#### Problem
Pictures aside, quote the whole listing exactly.

#### Dataset entries
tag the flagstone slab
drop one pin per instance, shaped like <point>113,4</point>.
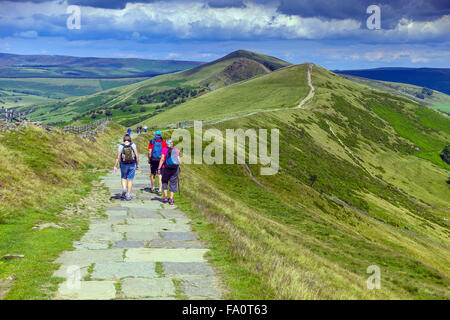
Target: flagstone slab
<point>128,244</point>
<point>87,257</point>
<point>157,287</point>
<point>166,255</point>
<point>172,213</point>
<point>67,271</point>
<point>178,236</point>
<point>152,205</point>
<point>87,290</point>
<point>148,221</point>
<point>93,236</point>
<point>137,212</point>
<point>118,208</point>
<point>160,243</point>
<point>142,236</point>
<point>119,270</point>
<point>100,227</point>
<point>91,245</point>
<point>154,227</point>
<point>200,287</point>
<point>187,268</point>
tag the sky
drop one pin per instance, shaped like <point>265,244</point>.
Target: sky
<point>331,33</point>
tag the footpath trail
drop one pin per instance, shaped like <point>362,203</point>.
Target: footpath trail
<point>144,249</point>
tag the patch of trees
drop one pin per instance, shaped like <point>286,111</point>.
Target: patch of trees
<point>445,155</point>
<point>427,91</point>
<point>172,96</point>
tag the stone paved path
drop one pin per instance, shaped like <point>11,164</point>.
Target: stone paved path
<point>143,250</point>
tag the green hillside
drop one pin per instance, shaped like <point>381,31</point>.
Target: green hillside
<point>43,175</point>
<point>432,98</point>
<point>24,92</point>
<point>54,66</point>
<point>279,89</point>
<point>135,100</point>
<point>361,183</point>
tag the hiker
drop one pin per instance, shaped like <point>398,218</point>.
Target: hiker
<point>129,163</point>
<point>170,164</point>
<point>155,149</point>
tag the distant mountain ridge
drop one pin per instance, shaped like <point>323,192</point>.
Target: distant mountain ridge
<point>433,78</point>
<point>56,66</point>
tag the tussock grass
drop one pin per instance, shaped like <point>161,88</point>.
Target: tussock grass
<point>43,173</point>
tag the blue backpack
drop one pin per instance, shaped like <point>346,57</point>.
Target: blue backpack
<point>172,160</point>
<point>157,148</point>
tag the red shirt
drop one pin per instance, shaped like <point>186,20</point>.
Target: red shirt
<point>150,145</point>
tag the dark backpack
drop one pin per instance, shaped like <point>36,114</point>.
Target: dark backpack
<point>172,160</point>
<point>157,148</point>
<point>128,155</point>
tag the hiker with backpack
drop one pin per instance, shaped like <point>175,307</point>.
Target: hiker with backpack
<point>170,166</point>
<point>155,149</point>
<point>129,163</point>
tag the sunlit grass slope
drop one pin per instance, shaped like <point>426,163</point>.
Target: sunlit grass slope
<point>41,174</point>
<point>286,238</point>
<point>207,75</point>
<point>279,89</point>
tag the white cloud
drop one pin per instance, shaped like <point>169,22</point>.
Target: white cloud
<point>186,20</point>
<point>27,34</point>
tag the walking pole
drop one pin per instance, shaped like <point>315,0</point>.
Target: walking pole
<point>179,189</point>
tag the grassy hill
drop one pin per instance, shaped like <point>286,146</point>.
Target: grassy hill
<point>132,103</point>
<point>53,66</point>
<point>431,98</point>
<point>361,183</point>
<point>43,174</point>
<point>279,89</point>
<point>24,92</point>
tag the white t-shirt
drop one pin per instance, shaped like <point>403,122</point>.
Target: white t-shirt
<point>121,147</point>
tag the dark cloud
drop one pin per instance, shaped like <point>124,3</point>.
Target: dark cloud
<point>226,4</point>
<point>391,11</point>
<point>106,4</point>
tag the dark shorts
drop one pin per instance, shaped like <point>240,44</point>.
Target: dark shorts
<point>127,171</point>
<point>170,178</point>
<point>154,166</point>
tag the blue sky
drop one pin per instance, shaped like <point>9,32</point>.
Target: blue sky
<point>329,33</point>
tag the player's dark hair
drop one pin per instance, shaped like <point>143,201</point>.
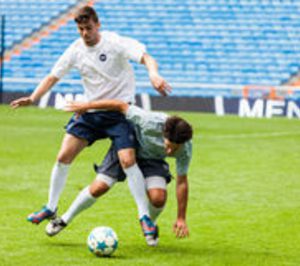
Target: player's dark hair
<point>84,14</point>
<point>177,130</point>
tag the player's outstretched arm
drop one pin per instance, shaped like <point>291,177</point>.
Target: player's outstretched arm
<point>112,105</point>
<point>46,84</point>
<point>180,227</point>
<point>158,82</point>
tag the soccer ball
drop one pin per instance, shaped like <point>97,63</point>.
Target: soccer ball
<point>102,241</point>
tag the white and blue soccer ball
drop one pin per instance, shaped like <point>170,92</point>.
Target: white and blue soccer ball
<point>102,241</point>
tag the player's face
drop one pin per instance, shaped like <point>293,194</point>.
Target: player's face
<point>89,32</point>
<point>171,147</point>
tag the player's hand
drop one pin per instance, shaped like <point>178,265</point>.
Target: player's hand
<point>180,228</point>
<point>24,101</point>
<point>160,84</point>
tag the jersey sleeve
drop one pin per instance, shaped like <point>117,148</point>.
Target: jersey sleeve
<point>64,63</point>
<point>132,49</point>
<point>184,159</point>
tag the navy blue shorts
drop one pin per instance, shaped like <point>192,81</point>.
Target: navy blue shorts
<point>101,125</point>
<point>111,167</point>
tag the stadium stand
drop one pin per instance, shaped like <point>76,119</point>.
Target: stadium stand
<point>230,42</point>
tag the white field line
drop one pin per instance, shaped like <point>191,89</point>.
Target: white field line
<point>252,135</point>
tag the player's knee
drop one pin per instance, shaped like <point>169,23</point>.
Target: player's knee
<point>65,157</point>
<point>127,162</point>
<point>98,188</point>
<point>127,158</point>
<point>158,198</point>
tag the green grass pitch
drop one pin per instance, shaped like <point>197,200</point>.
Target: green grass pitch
<point>244,200</point>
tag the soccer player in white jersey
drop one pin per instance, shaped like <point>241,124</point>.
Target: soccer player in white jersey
<point>102,58</point>
<point>158,136</point>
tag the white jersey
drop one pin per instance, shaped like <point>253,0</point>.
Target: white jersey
<point>105,69</point>
<point>149,133</point>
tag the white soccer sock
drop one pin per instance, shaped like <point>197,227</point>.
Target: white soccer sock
<point>136,185</point>
<point>154,211</point>
<point>57,183</point>
<point>83,201</point>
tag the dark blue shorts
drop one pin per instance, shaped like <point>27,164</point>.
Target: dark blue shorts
<point>101,125</point>
<point>111,167</point>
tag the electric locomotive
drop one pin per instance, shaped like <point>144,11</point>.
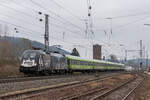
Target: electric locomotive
<point>38,62</point>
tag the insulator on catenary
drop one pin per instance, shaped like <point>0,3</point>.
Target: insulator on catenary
<point>40,13</point>
<point>41,19</point>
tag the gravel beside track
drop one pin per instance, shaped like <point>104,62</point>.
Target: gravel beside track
<point>63,93</point>
<point>122,91</point>
<point>8,87</point>
<point>14,86</point>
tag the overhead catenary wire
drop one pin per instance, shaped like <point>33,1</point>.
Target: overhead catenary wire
<point>50,23</point>
<point>33,31</point>
<point>39,5</point>
<point>11,8</point>
<point>65,9</point>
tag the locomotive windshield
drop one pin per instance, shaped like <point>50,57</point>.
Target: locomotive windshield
<point>29,54</point>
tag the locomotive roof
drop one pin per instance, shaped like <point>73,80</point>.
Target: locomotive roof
<point>38,51</point>
<point>91,60</point>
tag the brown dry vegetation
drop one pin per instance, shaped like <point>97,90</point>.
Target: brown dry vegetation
<point>9,56</point>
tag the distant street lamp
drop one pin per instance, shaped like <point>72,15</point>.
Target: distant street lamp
<point>110,24</point>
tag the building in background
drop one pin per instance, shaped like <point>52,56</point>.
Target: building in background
<point>97,52</point>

#### Full response
tag the flagstone slab
drop one pin per instance, shaped like <point>113,4</point>.
Target: flagstone slab
<point>128,244</point>
<point>87,257</point>
<point>157,287</point>
<point>166,255</point>
<point>172,213</point>
<point>67,271</point>
<point>178,236</point>
<point>152,205</point>
<point>87,290</point>
<point>148,221</point>
<point>93,236</point>
<point>137,212</point>
<point>118,208</point>
<point>160,243</point>
<point>142,236</point>
<point>119,270</point>
<point>100,227</point>
<point>91,245</point>
<point>154,227</point>
<point>200,287</point>
<point>187,268</point>
tag the sky
drop one pin per instance, shaped like <point>265,244</point>.
Target: sky
<point>331,33</point>
tag the footpath trail
drop one pin per instance, shaped like <point>362,203</point>.
Target: footpath trail
<point>144,249</point>
tag the patch of trees
drop one pin per instance, shaped like <point>286,111</point>.
Target: patch of trees
<point>445,155</point>
<point>427,91</point>
<point>172,96</point>
tag the stone paved path
drop one pin per instance, shaped like <point>11,164</point>.
Target: stone paved path
<point>143,250</point>
tag the green hillside
drop one pin per instance, shaped like <point>381,31</point>.
Target: green hillside
<point>43,175</point>
<point>432,98</point>
<point>24,92</point>
<point>54,66</point>
<point>279,89</point>
<point>135,100</point>
<point>361,183</point>
tag the hiker
drop one pin per instance, shaped like <point>398,218</point>.
Target: hiker
<point>129,163</point>
<point>170,164</point>
<point>155,149</point>
tag the distant mountain ridge
drop one pin per instance, shaped like <point>323,192</point>.
Target: distant mountain ridge
<point>433,78</point>
<point>56,66</point>
tag the tussock grass
drop one pin per instance, shaped like <point>161,88</point>.
Target: tussock grass
<point>43,173</point>
tag the blue backpack
drop one pin per instance, shaped like <point>346,57</point>.
Target: blue backpack
<point>172,160</point>
<point>157,148</point>
tag the red shirt
drop one pin per instance, shaped like <point>186,20</point>.
Target: red shirt
<point>150,145</point>
tag the dark backpack
drop one pin per instance, shaped like <point>36,114</point>.
Target: dark backpack
<point>172,160</point>
<point>157,148</point>
<point>128,155</point>
tag the hiker with backpack
drop one pin per instance, shaped like <point>175,307</point>.
Target: hiker with backpack
<point>170,166</point>
<point>155,149</point>
<point>129,163</point>
tag the sunlit grass slope
drop one pin per instance, shaped like <point>426,163</point>.
Target: sunlit grass slope
<point>41,174</point>
<point>286,238</point>
<point>207,75</point>
<point>279,89</point>
tag the white cloud
drop one pin per instance, shaped like <point>169,22</point>.
Target: white cloud
<point>186,20</point>
<point>27,34</point>
tag the walking pole
drop one pin per instance, shaped like <point>315,0</point>.
Target: walking pole
<point>179,189</point>
tag the grassy hill
drop one pin per instance, shaped like <point>286,146</point>.
Target: grassy hill
<point>132,103</point>
<point>53,66</point>
<point>431,98</point>
<point>361,183</point>
<point>43,174</point>
<point>279,89</point>
<point>24,92</point>
tag the white t-shirt
drop one pin per instance, shaped like <point>403,122</point>.
Target: white t-shirt
<point>121,147</point>
tag the dark cloud
drop one pin per instance, shaped like <point>124,3</point>.
Target: dark cloud
<point>226,4</point>
<point>391,11</point>
<point>106,4</point>
tag the dark shorts
drop one pin per instance, shaped like <point>240,44</point>.
Target: dark shorts
<point>127,171</point>
<point>170,178</point>
<point>154,166</point>
tag the blue sky
drop one pin per instance, shaped like <point>9,32</point>.
Target: blue sky
<point>329,33</point>
tag the player's dark hair
drop one pin per instance, shaped like <point>143,201</point>.
Target: player's dark hair
<point>84,14</point>
<point>177,130</point>
tag the player's outstretched arm
drop one pin per instance, shaped like <point>291,177</point>.
Target: player's outstretched arm
<point>112,105</point>
<point>46,84</point>
<point>180,227</point>
<point>158,82</point>
tag the soccer ball
drop one pin per instance, shaped like <point>97,63</point>.
Target: soccer ball
<point>102,241</point>
tag the white and blue soccer ball
drop one pin per instance, shaped like <point>170,92</point>.
Target: white and blue soccer ball
<point>102,241</point>
tag the player's face
drop one pin per instance, shaped like <point>293,194</point>.
Target: player's face
<point>89,32</point>
<point>171,147</point>
tag the player's hand
drop one pin per instance, shaped like <point>178,265</point>.
Target: player's hand
<point>180,228</point>
<point>24,101</point>
<point>160,84</point>
tag the jersey sleeve
drop one pin per instance, shaped like <point>117,148</point>.
Target: jersey sleeve
<point>64,63</point>
<point>132,49</point>
<point>184,159</point>
tag the navy blue shorts
drop one pin per instance, shaped like <point>192,81</point>.
Target: navy blue shorts
<point>101,125</point>
<point>111,167</point>
tag the stadium stand
drop one pin per instance, shaped like <point>76,119</point>.
Target: stadium stand
<point>230,42</point>
tag the white field line
drop one pin per instance, shaped like <point>191,89</point>.
Target: white field line
<point>252,135</point>
tag the player's knee
drop one pin per instance, shaped like <point>169,23</point>.
Target: player's knee
<point>65,157</point>
<point>127,162</point>
<point>98,188</point>
<point>127,158</point>
<point>158,198</point>
tag the green grass pitch
drop one pin per instance, shaped like <point>197,200</point>.
Target: green grass pitch
<point>244,200</point>
tag the soccer player in white jersey
drop one pin per instance, shaped like <point>241,124</point>.
Target: soccer player in white jersey
<point>102,58</point>
<point>158,136</point>
tag the white jersey
drop one pin per instance, shaped like <point>253,0</point>.
Target: white jersey
<point>105,69</point>
<point>149,133</point>
tag the white soccer sock
drop one pin per instance, shaped like <point>197,227</point>.
Target: white soccer sock
<point>136,185</point>
<point>154,211</point>
<point>57,183</point>
<point>83,201</point>
tag the dark blue shorts
drop one pin per instance, shaped like <point>27,164</point>.
Target: dark blue shorts
<point>101,125</point>
<point>111,167</point>
tag the electric locomotive
drop one pin per instance, shaped like <point>144,11</point>.
Target: electric locomotive
<point>38,62</point>
tag the insulator on catenary
drop one pin per instance, shaped like <point>0,3</point>.
Target: insulator on catenary
<point>40,13</point>
<point>41,19</point>
tag the gravel beside track
drop one pin per instance, shaped like <point>104,62</point>.
Target: gravel beside track
<point>63,93</point>
<point>122,91</point>
<point>8,87</point>
<point>14,86</point>
tag the overhead catenary wire
drop one pin per instance, shaped like <point>33,1</point>.
Target: overhead catenary wire
<point>50,23</point>
<point>33,31</point>
<point>39,5</point>
<point>11,8</point>
<point>65,9</point>
tag the locomotive windshield
drop one pin per instance, shaped like <point>50,57</point>.
Target: locomotive windshield
<point>29,54</point>
tag the locomotive roof
drop one pin per instance, shaped like <point>73,80</point>.
Target: locomotive roof
<point>38,51</point>
<point>91,60</point>
tag the brown dry vegetation
drop one pin per instance, shaped like <point>97,90</point>.
Target: brown dry vegetation
<point>9,56</point>
tag the distant street lamp
drop one pin per instance, shaped like <point>72,15</point>.
Target: distant street lamp
<point>110,24</point>
tag the building in background
drop one pin per instance, shaped like <point>52,56</point>.
Target: building in background
<point>97,52</point>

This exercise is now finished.